## Requests
(1) Say whether each statement agrees with the Fruit Bats text, answering yes or no and quoting the words of the text that decide it: (a) Eric Johnson announced in 2013 that he was putting his band to rest. (b) Tripper came out in 2013. (c) Absolute Loser was released last spring.
(2) Translate this sentence from the Fruit Bats text into Spanish: "After releasing a run of underrated, tunefully folky albums for Sub Pop records, Fruit Bats leader Eric Johnson announced in 2013 that he was putting his indie-rock band to rest."

## Text excerpt
====
Thursday, Oct. 27
Fruit Bats w/ Courtney Marie Andrews @ The Back Room at Colectivo, 8 p.m.
After releasing a run of underrated, tunefully folky albums for Sub Pop records, Fruit Bats leader Eric Johnson announced in 2013 that he was putting his indie-rock band to rest. It didn’t take long for him to change his mind. Last spring he revealed the band was back on again and planned to release a new album, a follow-up to 2011’s Tripper, which Johnson had recorded after becoming a member of The Shins. This spring he released that album, Absolute Loser, a delicate, vulnerable work that reflects on loss.
Mac Miller w/ Lakim and ClockworkDJ @ The Rave, 8 p.m.
====
## Items
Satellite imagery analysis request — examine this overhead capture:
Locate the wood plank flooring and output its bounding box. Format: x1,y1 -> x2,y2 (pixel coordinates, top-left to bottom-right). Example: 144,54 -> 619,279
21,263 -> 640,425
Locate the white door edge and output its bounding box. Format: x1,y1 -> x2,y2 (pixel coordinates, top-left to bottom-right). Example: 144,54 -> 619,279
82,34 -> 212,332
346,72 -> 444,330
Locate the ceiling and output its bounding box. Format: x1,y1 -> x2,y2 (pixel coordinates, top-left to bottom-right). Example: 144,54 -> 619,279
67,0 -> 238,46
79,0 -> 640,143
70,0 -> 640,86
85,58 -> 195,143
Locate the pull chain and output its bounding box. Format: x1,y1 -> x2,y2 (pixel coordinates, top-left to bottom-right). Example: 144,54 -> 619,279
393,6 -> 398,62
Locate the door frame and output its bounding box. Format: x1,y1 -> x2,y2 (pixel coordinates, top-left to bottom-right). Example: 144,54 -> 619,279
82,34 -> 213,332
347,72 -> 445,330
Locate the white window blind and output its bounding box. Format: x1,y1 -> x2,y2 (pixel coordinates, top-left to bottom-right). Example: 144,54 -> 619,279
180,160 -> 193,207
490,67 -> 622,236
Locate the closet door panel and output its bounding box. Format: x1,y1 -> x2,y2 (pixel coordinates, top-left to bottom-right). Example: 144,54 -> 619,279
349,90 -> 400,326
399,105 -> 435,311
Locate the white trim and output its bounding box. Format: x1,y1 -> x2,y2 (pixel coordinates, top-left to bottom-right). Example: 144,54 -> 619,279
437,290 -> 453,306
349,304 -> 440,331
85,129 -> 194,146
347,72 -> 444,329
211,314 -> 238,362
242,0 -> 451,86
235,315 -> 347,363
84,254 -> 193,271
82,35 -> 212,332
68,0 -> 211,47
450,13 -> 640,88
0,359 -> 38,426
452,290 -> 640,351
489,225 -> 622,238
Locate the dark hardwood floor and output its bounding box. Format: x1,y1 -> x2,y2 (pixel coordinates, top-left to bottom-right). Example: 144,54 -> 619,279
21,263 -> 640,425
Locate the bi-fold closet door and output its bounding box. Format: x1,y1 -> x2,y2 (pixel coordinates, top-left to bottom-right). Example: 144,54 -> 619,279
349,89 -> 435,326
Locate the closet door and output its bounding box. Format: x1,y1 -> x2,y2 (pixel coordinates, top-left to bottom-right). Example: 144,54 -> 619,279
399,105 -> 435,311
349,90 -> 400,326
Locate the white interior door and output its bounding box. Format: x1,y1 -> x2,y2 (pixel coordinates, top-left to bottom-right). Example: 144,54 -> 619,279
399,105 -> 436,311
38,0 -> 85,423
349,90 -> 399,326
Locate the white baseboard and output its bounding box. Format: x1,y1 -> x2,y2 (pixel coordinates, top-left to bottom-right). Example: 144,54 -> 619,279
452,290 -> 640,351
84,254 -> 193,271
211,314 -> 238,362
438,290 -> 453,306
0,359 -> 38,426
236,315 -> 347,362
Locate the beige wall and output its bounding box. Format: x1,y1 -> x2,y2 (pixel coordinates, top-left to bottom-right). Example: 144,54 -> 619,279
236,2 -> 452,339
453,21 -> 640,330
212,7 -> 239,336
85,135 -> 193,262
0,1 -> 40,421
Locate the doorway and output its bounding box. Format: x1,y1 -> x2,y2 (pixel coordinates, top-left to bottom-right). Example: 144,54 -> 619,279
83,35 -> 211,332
====
## Exercise solutions
(1)
(a) Yes: "announced in 2013 that he was putting his indie-rock band to rest"
(b) No: "a follow-up to 2011’s Tripper"
(c) No: "This spring he released that album, Absolute Loser"

(2) Tras publicar una serie de álbumes infravalorados y de un folk melodioso con el sello Sub Pop, Eric Johnson, líder de Fruit Bats, anunció en 2013 que ponía fin a su banda de indie rock.